* [CHALLENGE]:
The required result is the exact run of lines beginning at the one containing "Where can you see the doorway" and ending at the last line of the entries.

* [TASK DATA]:
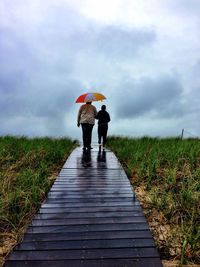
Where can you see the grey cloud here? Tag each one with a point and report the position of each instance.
(159, 97)
(123, 43)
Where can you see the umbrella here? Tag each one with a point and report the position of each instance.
(89, 97)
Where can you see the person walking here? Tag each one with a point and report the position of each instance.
(103, 118)
(86, 118)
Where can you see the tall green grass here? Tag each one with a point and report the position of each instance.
(169, 171)
(28, 168)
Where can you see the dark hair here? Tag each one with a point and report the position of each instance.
(103, 107)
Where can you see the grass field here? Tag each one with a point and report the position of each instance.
(165, 173)
(28, 168)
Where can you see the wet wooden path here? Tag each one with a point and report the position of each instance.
(90, 218)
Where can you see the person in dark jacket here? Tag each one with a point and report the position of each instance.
(103, 118)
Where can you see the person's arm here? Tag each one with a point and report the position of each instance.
(97, 116)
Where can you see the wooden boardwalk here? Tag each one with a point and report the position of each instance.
(90, 218)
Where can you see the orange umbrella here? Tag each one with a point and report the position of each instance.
(89, 97)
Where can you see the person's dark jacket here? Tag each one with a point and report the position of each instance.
(103, 117)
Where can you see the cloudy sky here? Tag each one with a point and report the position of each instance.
(144, 56)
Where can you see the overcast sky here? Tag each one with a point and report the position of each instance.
(144, 56)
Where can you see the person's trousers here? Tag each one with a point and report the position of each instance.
(102, 132)
(87, 134)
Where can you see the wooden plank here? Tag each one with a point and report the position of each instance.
(74, 209)
(88, 228)
(62, 236)
(90, 204)
(90, 218)
(68, 215)
(88, 221)
(86, 244)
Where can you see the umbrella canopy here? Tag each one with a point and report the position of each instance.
(89, 97)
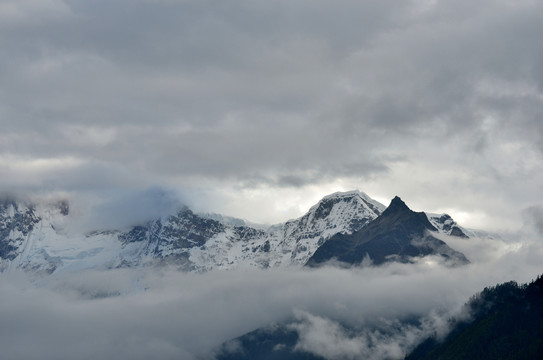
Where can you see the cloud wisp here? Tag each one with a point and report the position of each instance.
(138, 313)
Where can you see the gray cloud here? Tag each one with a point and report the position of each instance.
(142, 313)
(278, 94)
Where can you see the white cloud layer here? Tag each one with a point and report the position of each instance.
(163, 314)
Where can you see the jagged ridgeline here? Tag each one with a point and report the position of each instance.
(346, 226)
(398, 234)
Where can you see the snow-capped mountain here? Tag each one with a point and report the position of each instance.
(35, 237)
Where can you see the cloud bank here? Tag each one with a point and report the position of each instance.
(164, 314)
(257, 98)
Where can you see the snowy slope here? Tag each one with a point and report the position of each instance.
(34, 237)
(37, 238)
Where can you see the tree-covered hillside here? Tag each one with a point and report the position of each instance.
(506, 322)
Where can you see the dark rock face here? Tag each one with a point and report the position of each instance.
(399, 234)
(449, 226)
(14, 220)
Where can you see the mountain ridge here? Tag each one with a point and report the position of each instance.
(186, 240)
(398, 234)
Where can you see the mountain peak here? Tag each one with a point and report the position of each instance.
(396, 205)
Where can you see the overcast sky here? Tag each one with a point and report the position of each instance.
(259, 108)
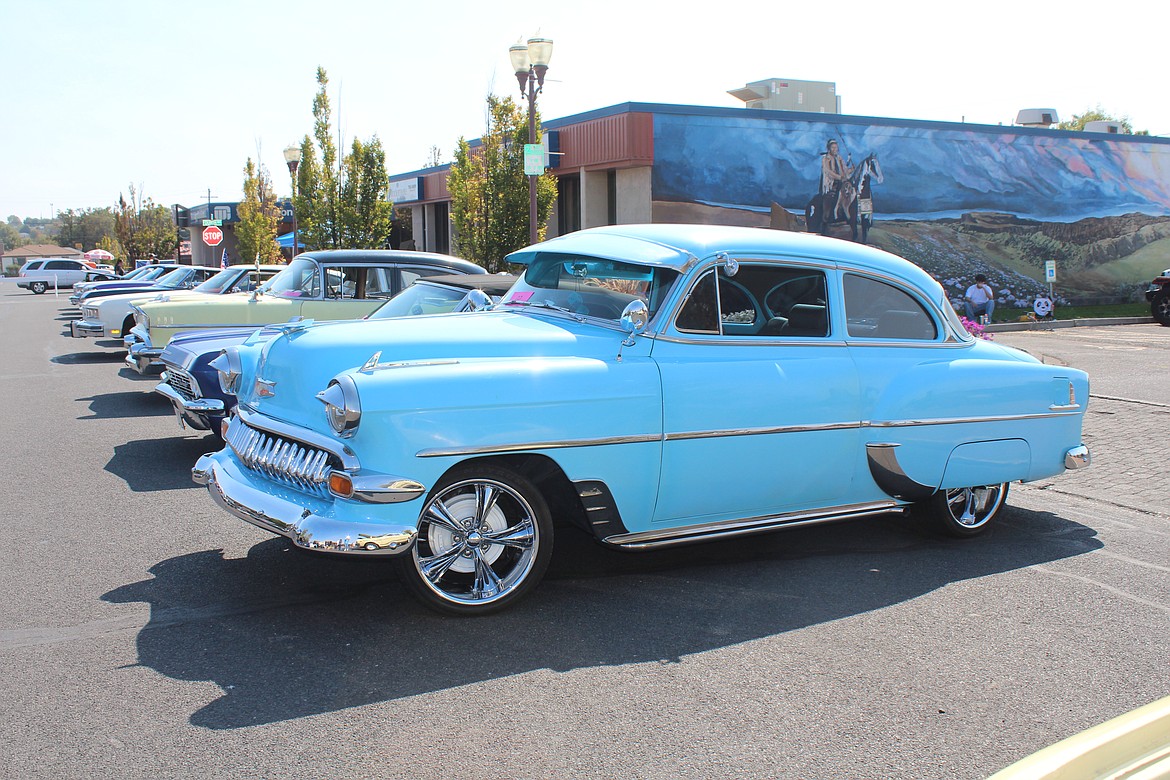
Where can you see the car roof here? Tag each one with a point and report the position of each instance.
(680, 246)
(397, 256)
(490, 283)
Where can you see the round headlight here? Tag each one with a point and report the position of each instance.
(343, 411)
(227, 366)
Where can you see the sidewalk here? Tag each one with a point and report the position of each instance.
(1055, 324)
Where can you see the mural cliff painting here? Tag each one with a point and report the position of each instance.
(956, 199)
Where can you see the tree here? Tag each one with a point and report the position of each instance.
(489, 193)
(84, 227)
(341, 204)
(144, 228)
(259, 216)
(1099, 115)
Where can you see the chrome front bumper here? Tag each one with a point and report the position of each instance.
(293, 516)
(193, 412)
(142, 358)
(85, 329)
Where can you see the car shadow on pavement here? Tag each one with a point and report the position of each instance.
(88, 358)
(288, 634)
(131, 404)
(150, 464)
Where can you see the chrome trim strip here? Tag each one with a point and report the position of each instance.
(950, 421)
(311, 437)
(762, 432)
(518, 447)
(755, 340)
(724, 529)
(382, 489)
(484, 449)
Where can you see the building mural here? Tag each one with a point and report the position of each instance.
(956, 199)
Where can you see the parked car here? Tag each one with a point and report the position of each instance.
(1135, 745)
(1158, 295)
(329, 284)
(140, 278)
(176, 277)
(53, 273)
(111, 316)
(192, 384)
(652, 385)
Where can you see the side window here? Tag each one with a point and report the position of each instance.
(879, 310)
(762, 299)
(380, 282)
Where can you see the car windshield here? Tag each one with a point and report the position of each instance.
(300, 280)
(176, 278)
(586, 285)
(152, 273)
(420, 298)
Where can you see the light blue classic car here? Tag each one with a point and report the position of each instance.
(651, 385)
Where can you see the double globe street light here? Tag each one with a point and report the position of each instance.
(530, 62)
(293, 157)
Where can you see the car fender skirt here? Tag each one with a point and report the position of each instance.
(889, 475)
(988, 463)
(302, 526)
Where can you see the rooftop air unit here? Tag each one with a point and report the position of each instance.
(1037, 117)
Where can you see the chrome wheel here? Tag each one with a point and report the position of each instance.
(967, 511)
(484, 539)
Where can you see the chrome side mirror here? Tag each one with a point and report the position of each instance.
(475, 301)
(634, 319)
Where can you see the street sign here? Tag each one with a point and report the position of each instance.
(535, 159)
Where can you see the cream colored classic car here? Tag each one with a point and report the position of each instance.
(328, 284)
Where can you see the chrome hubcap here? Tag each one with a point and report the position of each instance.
(477, 542)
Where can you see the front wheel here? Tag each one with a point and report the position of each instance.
(484, 540)
(1161, 308)
(964, 511)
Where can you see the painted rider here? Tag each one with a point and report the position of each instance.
(837, 181)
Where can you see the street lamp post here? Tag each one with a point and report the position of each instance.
(530, 62)
(293, 157)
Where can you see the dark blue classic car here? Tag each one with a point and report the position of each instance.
(192, 384)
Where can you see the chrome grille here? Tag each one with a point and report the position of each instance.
(282, 460)
(183, 382)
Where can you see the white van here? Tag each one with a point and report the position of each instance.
(40, 275)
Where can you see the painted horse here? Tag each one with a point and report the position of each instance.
(823, 212)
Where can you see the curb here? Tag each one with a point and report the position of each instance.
(1055, 324)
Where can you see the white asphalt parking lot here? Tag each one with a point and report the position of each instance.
(144, 633)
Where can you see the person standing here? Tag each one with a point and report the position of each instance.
(835, 183)
(979, 298)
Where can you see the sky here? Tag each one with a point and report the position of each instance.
(172, 97)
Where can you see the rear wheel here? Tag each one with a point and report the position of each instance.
(484, 540)
(1160, 306)
(964, 511)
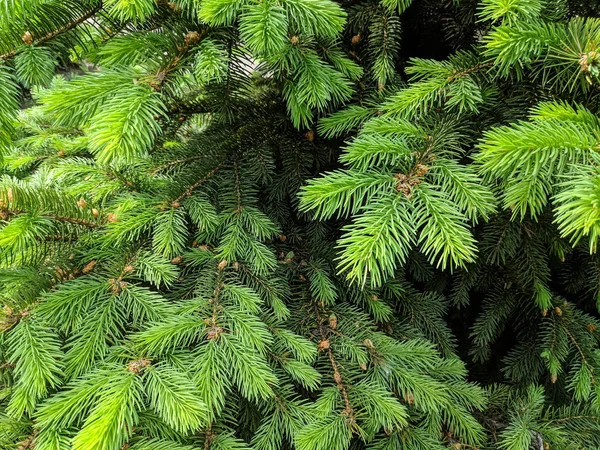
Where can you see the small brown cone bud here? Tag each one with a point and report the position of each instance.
(332, 322)
(337, 377)
(27, 38)
(421, 170)
(324, 345)
(214, 332)
(191, 37)
(89, 267)
(138, 366)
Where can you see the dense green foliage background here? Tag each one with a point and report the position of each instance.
(299, 224)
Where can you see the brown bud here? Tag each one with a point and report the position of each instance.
(89, 267)
(323, 345)
(421, 170)
(138, 366)
(337, 377)
(192, 37)
(332, 322)
(214, 332)
(27, 38)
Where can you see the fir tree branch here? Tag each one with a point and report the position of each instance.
(58, 32)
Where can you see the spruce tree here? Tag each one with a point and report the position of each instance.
(299, 224)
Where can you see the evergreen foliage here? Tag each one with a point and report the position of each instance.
(299, 224)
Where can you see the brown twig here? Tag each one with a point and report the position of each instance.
(58, 32)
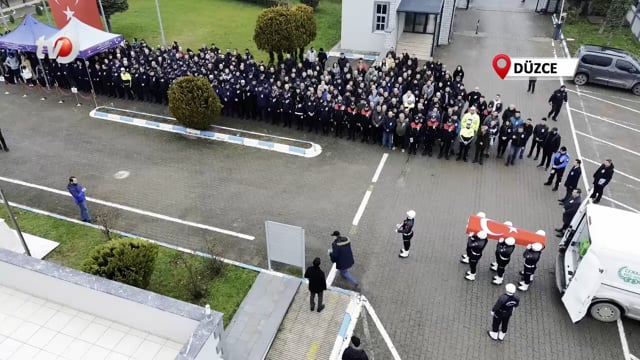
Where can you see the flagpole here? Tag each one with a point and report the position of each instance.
(164, 42)
(46, 11)
(104, 17)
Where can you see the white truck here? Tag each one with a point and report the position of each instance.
(599, 271)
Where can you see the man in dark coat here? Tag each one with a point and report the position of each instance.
(556, 100)
(572, 180)
(341, 254)
(317, 284)
(354, 351)
(550, 145)
(502, 311)
(601, 178)
(571, 207)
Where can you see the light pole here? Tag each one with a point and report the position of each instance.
(164, 42)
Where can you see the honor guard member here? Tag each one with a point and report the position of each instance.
(502, 311)
(406, 229)
(531, 258)
(475, 245)
(467, 134)
(431, 132)
(447, 135)
(504, 249)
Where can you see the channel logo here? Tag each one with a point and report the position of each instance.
(63, 49)
(521, 68)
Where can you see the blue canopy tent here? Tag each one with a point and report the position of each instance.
(24, 37)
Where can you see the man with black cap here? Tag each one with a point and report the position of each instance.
(354, 351)
(556, 100)
(406, 229)
(317, 284)
(341, 254)
(502, 311)
(559, 162)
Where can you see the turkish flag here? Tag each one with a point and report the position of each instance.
(496, 230)
(83, 10)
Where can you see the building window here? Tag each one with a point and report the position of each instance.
(381, 16)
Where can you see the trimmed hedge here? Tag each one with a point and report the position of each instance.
(129, 261)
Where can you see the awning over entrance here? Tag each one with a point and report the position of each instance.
(420, 6)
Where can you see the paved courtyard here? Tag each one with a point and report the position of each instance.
(429, 310)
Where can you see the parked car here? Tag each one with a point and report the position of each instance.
(607, 66)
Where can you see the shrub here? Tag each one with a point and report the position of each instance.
(129, 261)
(311, 3)
(193, 102)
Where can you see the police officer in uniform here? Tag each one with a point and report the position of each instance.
(531, 258)
(504, 249)
(475, 245)
(502, 311)
(406, 229)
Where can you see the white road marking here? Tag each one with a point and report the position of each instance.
(608, 143)
(607, 120)
(621, 204)
(573, 129)
(623, 340)
(606, 101)
(133, 210)
(379, 169)
(381, 329)
(122, 174)
(617, 171)
(363, 205)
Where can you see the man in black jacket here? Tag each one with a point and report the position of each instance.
(502, 311)
(571, 207)
(550, 145)
(354, 351)
(540, 132)
(556, 100)
(317, 283)
(572, 180)
(601, 178)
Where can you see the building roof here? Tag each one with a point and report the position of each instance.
(420, 6)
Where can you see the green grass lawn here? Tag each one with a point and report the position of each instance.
(225, 293)
(584, 32)
(227, 23)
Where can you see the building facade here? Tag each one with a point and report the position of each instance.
(413, 26)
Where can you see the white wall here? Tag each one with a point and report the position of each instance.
(446, 21)
(357, 26)
(110, 307)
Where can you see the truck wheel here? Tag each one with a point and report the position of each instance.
(605, 311)
(580, 79)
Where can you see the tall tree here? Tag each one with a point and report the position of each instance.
(615, 17)
(111, 7)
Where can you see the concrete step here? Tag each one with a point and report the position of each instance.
(256, 323)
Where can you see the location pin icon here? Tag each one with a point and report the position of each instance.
(502, 71)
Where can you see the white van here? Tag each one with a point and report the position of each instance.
(600, 270)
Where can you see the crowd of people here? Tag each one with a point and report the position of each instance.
(395, 103)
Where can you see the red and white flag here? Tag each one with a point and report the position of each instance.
(496, 230)
(83, 10)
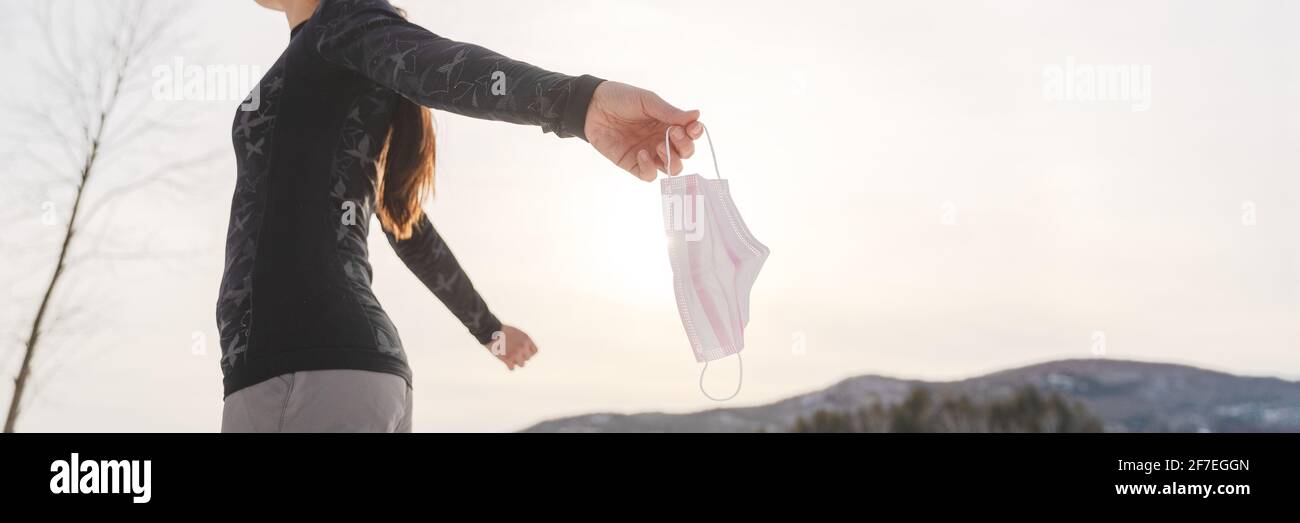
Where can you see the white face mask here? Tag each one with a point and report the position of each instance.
(715, 260)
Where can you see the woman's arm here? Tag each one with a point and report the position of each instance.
(623, 122)
(369, 37)
(429, 259)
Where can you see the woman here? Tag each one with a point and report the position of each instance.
(337, 130)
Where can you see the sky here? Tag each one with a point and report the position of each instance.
(936, 208)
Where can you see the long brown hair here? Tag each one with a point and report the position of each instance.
(404, 168)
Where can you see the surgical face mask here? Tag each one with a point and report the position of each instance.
(715, 260)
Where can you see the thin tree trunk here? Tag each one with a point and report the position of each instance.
(25, 370)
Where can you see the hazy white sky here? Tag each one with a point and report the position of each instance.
(930, 212)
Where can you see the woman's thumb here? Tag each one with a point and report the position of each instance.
(664, 112)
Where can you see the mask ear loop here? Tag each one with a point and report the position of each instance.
(718, 173)
(667, 150)
(740, 379)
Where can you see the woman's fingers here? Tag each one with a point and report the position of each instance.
(683, 145)
(676, 161)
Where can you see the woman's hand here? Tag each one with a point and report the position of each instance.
(512, 346)
(627, 125)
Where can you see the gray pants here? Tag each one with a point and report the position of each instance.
(321, 401)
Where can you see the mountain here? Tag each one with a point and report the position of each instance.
(1126, 396)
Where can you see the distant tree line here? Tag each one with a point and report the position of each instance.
(1026, 410)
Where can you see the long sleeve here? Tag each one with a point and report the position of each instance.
(429, 259)
(371, 38)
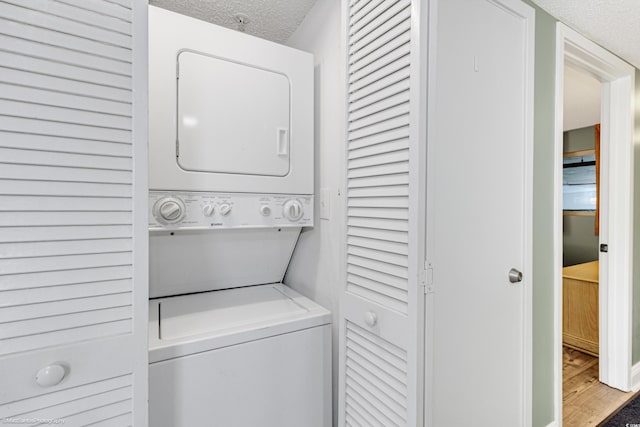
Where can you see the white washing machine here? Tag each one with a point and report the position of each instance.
(252, 356)
(231, 178)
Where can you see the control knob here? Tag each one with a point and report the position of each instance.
(169, 210)
(208, 210)
(225, 209)
(265, 210)
(293, 210)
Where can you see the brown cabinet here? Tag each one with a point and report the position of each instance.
(580, 307)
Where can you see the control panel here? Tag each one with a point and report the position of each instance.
(191, 210)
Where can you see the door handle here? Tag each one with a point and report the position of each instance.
(515, 275)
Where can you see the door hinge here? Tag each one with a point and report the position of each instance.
(426, 278)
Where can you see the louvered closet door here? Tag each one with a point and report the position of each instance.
(73, 287)
(382, 300)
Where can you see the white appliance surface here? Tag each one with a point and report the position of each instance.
(187, 324)
(205, 211)
(232, 118)
(282, 380)
(254, 356)
(228, 112)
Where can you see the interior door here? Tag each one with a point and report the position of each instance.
(381, 305)
(73, 217)
(479, 235)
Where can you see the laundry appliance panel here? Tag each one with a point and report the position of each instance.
(227, 111)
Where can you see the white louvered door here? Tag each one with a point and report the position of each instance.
(73, 244)
(382, 302)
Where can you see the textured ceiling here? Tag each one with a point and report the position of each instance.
(581, 99)
(613, 24)
(273, 20)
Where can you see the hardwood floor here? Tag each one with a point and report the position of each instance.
(586, 401)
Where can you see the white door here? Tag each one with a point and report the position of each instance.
(73, 287)
(381, 311)
(479, 208)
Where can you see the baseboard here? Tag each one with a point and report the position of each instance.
(635, 377)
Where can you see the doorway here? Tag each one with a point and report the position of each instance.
(616, 162)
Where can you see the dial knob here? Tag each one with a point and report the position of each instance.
(169, 210)
(293, 210)
(265, 210)
(225, 209)
(208, 210)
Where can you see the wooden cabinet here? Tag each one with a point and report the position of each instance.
(580, 307)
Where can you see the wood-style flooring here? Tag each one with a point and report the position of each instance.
(586, 401)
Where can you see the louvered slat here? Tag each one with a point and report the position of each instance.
(63, 292)
(379, 161)
(51, 145)
(117, 27)
(56, 308)
(376, 392)
(55, 38)
(66, 175)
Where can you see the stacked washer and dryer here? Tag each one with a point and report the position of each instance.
(231, 186)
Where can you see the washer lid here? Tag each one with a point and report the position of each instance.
(232, 309)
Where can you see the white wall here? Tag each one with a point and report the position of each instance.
(316, 269)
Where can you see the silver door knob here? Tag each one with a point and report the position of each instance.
(515, 275)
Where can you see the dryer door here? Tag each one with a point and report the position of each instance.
(232, 118)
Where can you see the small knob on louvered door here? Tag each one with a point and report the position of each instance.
(371, 319)
(51, 375)
(515, 276)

* [ANSWER BELOW]:
Where can you see the doorway here? Tag each one with a point and report the position of each instance.
(616, 162)
Where can you see the dial knob here? Tag each one with a point and report the position of each instance.
(169, 210)
(293, 210)
(265, 210)
(225, 209)
(208, 210)
Where can you see the wooden cabinet here? Tag each one with a point and report the position of each instance.
(580, 307)
Where can you see the wood-style flooring here? Tag each one with a point and report the position of each instance.
(586, 401)
Where can you see the louvered slat here? Tag each one with a point and report the position of each instance.
(63, 292)
(379, 161)
(51, 145)
(117, 27)
(56, 308)
(376, 392)
(55, 38)
(66, 175)
Where can you see the stacked washer and dryer here? Tag each one with a point and report the position of each instance.
(231, 186)
Where can you see the washer lid here? Tag each one with a point and report the position of each instance.
(232, 309)
Where can you see the white wall here? Tag each one with a point and report the position of each instance.
(316, 269)
Where can you see the silver door knob here? Tag each one with a point and report the position of each instance.
(515, 275)
Where can you see the dryer door here? Tag each one with a point and report the position of each instance.
(232, 118)
Where can you see the small knob on louvered door here? Tag each one with a point and report the position of each instance.
(371, 319)
(51, 375)
(515, 276)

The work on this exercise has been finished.